» **How to complete this task**: Each line of the material that includes the string "blue" counts once; report the total and nothing further.

^^^^^^^^

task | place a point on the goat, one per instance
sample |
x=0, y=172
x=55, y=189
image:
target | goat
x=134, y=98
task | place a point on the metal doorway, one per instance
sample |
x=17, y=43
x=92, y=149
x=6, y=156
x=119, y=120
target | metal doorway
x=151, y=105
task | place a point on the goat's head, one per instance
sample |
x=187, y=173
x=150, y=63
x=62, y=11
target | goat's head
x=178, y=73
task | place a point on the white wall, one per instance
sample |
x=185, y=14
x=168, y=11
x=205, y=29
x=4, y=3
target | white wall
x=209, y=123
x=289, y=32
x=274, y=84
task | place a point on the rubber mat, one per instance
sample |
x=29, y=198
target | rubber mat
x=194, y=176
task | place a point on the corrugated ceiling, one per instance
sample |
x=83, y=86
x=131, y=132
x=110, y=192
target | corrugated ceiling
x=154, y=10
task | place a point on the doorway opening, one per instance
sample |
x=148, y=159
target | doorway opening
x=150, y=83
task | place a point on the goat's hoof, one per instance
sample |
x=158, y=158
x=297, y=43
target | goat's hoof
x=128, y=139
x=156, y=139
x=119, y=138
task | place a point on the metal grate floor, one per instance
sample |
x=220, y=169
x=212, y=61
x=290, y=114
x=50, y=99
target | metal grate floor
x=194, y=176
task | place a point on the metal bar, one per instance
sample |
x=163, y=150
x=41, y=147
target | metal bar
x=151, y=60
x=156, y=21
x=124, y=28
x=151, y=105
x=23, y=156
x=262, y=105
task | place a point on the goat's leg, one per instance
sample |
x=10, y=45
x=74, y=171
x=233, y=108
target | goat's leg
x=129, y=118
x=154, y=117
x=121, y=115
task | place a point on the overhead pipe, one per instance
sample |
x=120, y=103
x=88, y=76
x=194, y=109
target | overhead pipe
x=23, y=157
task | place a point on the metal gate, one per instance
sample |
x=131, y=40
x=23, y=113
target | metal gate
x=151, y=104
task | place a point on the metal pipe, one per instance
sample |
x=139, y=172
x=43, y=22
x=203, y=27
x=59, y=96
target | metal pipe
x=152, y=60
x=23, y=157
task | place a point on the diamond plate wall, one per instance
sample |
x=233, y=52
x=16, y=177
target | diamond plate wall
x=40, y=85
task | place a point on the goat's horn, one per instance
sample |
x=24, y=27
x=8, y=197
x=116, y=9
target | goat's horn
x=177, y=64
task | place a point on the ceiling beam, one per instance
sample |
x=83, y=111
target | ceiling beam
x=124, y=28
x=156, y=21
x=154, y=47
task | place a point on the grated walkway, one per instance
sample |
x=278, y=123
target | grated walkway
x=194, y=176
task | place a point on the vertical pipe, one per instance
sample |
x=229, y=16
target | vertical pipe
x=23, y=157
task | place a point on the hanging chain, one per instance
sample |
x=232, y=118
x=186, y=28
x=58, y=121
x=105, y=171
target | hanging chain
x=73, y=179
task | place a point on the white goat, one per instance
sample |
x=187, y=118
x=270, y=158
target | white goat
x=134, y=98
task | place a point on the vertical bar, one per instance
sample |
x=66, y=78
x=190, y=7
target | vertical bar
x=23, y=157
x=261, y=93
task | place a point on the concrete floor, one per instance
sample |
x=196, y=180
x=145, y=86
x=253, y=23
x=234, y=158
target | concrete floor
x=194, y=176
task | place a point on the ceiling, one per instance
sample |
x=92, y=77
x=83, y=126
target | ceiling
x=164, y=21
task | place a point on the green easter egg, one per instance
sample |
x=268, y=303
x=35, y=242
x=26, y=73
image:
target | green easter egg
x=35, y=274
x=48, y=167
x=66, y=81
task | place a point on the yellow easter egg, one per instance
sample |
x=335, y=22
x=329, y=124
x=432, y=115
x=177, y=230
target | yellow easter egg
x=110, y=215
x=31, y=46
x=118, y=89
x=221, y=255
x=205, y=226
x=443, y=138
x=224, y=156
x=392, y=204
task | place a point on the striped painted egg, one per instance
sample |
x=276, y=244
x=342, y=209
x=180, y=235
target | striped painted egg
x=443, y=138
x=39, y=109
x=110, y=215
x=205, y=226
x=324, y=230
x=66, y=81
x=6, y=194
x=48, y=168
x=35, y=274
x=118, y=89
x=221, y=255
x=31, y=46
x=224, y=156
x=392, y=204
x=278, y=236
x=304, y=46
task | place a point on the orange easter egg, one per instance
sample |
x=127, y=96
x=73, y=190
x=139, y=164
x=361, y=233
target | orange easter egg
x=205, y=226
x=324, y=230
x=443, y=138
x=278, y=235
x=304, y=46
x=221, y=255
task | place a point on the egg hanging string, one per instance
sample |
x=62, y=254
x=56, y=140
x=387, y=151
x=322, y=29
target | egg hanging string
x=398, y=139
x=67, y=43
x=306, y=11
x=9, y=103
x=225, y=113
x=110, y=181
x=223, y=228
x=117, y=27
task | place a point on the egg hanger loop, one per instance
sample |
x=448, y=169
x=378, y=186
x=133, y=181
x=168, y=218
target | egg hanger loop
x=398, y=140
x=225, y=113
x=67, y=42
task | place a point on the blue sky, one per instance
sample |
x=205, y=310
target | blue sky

^^^^^^^^

» **Response to the task**: 2